**TASK A**
In the SUSP 2013 results text, what was adjusted EBITDA for full year 2013?

Adjusted EBITDA grew by 63.7 percent from $31.7 million to $51.9 million for full year 2013.   Distributable cash flow for full year 2013 was $47.7 million, which provided 1.18 times coverage on the total distributions declared for 2013 of $40.4 million, or $1.84 per unit.

Capital Spending and Financing

SUSP completed the acquisition of three Stripes convenience stores during the fourth quarter of 2013 at a total cost of $11.9 million.  So far in the first quarter of 2014, SUSP has acquired five additional Stripes convenience stores for a total of $19.5 million.  These properties are being leased back to SUSS.  Including the Stripes store purchases, SUSP gross capital expenditures for the fourth quarter were $14.5 million, of which $14.2 million was for growth capital and $0.3 million for maintenance capital.

At year-end, SUSP had borrowings against its revolving line of credit of $156.2 million and other long-term debt of $29.9 million, of which $26.0 million is collateralized by marketable securities. In December 2013, SUSP increased its revolving credit facility from $250 million to $400 million while retaining the ability to increase it by another $100 million.  Availability on our revolving credit facility, after borrowings and letter of credit commitments, was $233.8 million.

2014 Guidance

SUSP is providing the following initial 2014 full year guidance based on current assumptions and expectations.  Please refer to disclosures below regarding forward-looking statements.



2014

2013



Guidance

Actual Results

Motor Fuel Gallons (billions)(a)


1.70 - 1.85 billion

1.57 billion

Fuel Gross Profit Margin (cents/gallon) (a)


3.5 - 4.0

3.7

Total new Stripes stores (c)


 27-33

29

New Stripes stores purchased by SUSP (c)


25-33

25

Total new wholesale dealer sites (c)


28-45

32

Maintenance Capex


$2.0 - $4.0 million

$0.8

Expansion Capex, including Stripes store purchases (b)


$125 - $145 million

$115.5





(a)

Combined affiliated and 3rd party gallons and fuel margin.



(b)

Gross expansion capex includes Stripes store purchases.  The Company does not provide guidance on potential acquisitions.

(c)

Numbers for both years do not reflect existing retail or wholesale store closures, which are typically lower volume locations than new sites. For 2013, 8 retail stores were closed and 20 contracted wholesale sites were discontinued. 2014 new store estimates do not include the 47 retail stores and 20 dealer locations acquired from Sac-N-Pac in January 2014, nor any estimates for drop downs of Sac-N-Pac stores from SUSS.

[Source records]
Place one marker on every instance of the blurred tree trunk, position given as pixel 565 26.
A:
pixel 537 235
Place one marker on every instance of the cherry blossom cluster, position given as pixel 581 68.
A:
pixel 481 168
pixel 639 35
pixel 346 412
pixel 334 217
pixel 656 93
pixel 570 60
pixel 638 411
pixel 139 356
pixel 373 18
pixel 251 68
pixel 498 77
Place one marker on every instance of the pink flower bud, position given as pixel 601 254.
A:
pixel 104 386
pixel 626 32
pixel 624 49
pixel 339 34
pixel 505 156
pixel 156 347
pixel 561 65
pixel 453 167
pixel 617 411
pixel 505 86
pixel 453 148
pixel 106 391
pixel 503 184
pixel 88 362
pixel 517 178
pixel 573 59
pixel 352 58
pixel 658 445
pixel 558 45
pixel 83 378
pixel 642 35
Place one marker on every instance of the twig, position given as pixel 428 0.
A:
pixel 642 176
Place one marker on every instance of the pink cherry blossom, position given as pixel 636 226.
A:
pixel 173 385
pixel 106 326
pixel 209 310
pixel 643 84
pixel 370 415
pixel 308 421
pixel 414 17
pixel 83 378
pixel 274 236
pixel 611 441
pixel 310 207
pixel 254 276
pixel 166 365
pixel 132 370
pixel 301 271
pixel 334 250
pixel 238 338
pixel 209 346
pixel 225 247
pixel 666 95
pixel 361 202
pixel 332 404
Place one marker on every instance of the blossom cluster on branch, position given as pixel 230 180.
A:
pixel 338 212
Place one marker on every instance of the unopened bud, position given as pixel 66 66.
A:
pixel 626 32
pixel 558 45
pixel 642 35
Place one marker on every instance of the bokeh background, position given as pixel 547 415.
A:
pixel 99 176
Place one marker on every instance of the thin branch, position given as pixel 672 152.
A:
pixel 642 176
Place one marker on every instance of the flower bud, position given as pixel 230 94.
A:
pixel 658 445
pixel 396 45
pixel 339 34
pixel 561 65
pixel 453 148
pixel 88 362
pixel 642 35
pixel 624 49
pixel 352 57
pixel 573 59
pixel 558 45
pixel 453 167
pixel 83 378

==

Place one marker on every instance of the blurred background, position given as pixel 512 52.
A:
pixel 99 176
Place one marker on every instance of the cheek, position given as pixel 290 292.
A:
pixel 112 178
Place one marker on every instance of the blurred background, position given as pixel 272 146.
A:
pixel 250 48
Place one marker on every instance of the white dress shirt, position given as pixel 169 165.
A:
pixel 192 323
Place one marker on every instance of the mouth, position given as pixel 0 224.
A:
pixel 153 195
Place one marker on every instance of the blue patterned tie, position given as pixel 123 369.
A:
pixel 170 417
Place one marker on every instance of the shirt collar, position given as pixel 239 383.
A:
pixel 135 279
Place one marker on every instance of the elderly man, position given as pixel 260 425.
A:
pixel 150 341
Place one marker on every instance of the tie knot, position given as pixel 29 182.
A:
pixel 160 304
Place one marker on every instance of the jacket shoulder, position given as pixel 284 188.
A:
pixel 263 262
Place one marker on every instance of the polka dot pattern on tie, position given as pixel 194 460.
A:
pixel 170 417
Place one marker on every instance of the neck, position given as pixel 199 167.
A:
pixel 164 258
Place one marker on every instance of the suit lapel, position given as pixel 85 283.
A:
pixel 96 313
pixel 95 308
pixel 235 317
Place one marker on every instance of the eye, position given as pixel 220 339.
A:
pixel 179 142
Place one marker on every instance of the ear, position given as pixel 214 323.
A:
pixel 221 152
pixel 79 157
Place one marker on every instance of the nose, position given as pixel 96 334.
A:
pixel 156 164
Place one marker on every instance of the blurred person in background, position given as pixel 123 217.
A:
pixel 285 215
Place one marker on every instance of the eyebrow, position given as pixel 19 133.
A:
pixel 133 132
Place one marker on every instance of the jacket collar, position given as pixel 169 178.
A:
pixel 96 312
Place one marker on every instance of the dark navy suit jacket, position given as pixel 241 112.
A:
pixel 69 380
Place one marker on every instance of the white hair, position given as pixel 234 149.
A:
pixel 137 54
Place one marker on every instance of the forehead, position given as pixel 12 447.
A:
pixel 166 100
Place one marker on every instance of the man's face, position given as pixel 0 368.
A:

**TASK B**
Echo the source records from the line with "Place one marker on every instance of the ear, position" to the line with "pixel 133 132".

**CORRECT OUTPUT A**
$51.9 million

**CORRECT OUTPUT B**
Place one marker on every instance of the ear, position given as pixel 214 323.
A:
pixel 221 152
pixel 79 157
Place one marker on every instance of the nose, position given as pixel 96 334.
A:
pixel 156 164
Place one marker on every instance of the blurred person in background, position given as pixel 123 217.
A:
pixel 285 215
Place one marker on every instance of the eyebrow, position given as pixel 19 133.
A:
pixel 133 132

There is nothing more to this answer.